• **TO BE DONE**:
1. In the commentary on the New York Times profile of Tony Hovater, list every verb that says what has been done to the piece in the days since it ran.
2. Continue the commentary on the New York Times profile of Tony Hovater from its final sentence.

• **EXCERPTED TEXT**:
• • • • • • •

Chip Somodevilla/Getty Images

The national pile-on over the New York Times’ profile of muffin-loving, cat-owning Nazi Tony Hovater has been robust and well-deserved. A few days out, the piece has been lampooned, deconstructed, trashed, called out, and deeply fact-checked, in the press and on Twitter. As my colleague Jamelle Bouie noted Monday, there is nothing radical or new about the racists living among us. The piece was a mess for so many reasons it’s tempting to let the thing just curl up and die.

But discussions about the “hole at the heart” of the article, as its author, Richard Fausset, put it in an editorial note published almost contemporaneously with the piece, seem to have missed one other essential problem with the reporting. Fausset—either consciously or unconsciously—allowed himself to fall into the trap of imagining that his Nazi has two fully separate personae: the real-life Nazi and his nastier, online version. This is emblematic of a divide we have allowed to open up in our daily political discourse, one in which actual people get married, eat at Panera, and say anodyne things to reporters, and then take on profoundly dangerous and violent personalities online, which can be dismissed as “humor” or “ironic” performance.

• • • • • • •

• **DATASET CONTENT**:
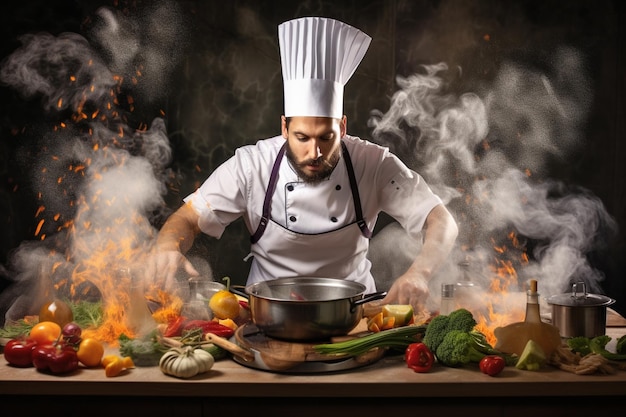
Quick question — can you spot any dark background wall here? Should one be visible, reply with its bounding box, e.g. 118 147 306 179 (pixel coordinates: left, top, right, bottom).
0 0 626 313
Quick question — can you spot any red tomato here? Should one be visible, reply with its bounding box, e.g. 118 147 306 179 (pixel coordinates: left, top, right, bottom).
404 342 435 373
163 316 187 337
32 342 78 374
478 355 506 376
4 337 37 368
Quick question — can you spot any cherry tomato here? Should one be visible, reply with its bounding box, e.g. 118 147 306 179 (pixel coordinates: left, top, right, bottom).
404 342 435 373
76 338 104 368
32 342 78 374
4 337 37 368
28 321 61 345
163 316 187 337
478 355 506 376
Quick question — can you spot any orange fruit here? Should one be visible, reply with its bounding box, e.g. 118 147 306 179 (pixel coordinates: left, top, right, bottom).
28 321 62 345
76 338 104 368
39 300 74 328
209 290 241 320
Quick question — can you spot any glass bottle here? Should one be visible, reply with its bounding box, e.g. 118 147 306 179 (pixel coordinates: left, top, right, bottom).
439 284 456 315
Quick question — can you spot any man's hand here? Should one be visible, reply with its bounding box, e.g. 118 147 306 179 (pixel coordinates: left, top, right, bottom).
144 204 200 290
380 272 430 311
144 248 200 291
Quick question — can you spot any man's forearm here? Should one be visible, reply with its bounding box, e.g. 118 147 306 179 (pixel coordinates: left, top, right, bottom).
408 206 458 279
157 204 200 253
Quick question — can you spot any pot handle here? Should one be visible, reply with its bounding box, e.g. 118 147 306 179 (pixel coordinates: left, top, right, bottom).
350 291 387 311
572 281 587 300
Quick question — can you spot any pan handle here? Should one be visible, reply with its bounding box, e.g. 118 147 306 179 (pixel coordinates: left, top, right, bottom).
350 291 387 310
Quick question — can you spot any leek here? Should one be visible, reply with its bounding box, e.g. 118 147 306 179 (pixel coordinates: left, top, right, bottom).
313 325 426 356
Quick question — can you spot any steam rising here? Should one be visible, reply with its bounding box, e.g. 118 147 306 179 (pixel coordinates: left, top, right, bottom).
0 2 616 319
0 3 182 319
371 49 617 304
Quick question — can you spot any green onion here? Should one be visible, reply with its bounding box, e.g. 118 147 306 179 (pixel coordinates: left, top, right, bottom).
313 325 426 356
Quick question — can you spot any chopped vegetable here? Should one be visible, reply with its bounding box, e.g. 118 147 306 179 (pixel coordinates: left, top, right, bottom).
118 330 169 366
435 330 486 367
313 325 426 356
70 301 104 329
404 342 435 373
515 339 547 371
423 308 517 366
478 355 506 376
423 314 450 352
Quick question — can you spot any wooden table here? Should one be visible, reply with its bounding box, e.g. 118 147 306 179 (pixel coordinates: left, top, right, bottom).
0 314 626 417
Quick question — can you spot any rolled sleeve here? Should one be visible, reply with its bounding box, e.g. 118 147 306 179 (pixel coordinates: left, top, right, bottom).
382 165 442 239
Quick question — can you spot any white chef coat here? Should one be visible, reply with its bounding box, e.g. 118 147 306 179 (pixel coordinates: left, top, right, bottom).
185 136 441 291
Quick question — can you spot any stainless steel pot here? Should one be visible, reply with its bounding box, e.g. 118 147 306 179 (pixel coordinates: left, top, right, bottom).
547 282 615 338
236 277 387 341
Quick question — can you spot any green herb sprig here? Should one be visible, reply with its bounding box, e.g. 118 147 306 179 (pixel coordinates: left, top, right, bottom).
313 325 426 356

• • • • • • •

• **EXERCISE ANSWERS**:
1. lampooned, deconstructed, trashed, called out, fact-checked

2.
Fausset falls neatly into this trap. He engages with Hovater as a spouse, a thinker, a voter, and a consumer of turkey products, and then almost blithely pivots from his subject’s real-life claims to be a “white nationalist” (as opposed to the worse-sounding “white supremacist”) to the almost banal observation: “Online it is uglier.” When the profile turns to what Hovater has posted on Facebook—“a streetscape full of happy white people, a bustling American-style diner and swastikas everywhere,” as the Times described it, accompanied by Hovater’s observation: “What part is supposed to look unappealing?”—you would think Fausset is writing about a pretend character. And when Hovater celebrates the August white nationalist rally in Charlottesville, Virginia, in which a young woman was mowed down by a white nationalist in a car, with the gleeful online comment “We made history. Hail victory,” Fausset notes mildly that “In German, ‘Hail victory’ is ‘Sieg heil.’ ” There is no conclusion drawn or point made, beyond noting that this is “different.” Um, yes. But different how? (Waves hands, blurrily.)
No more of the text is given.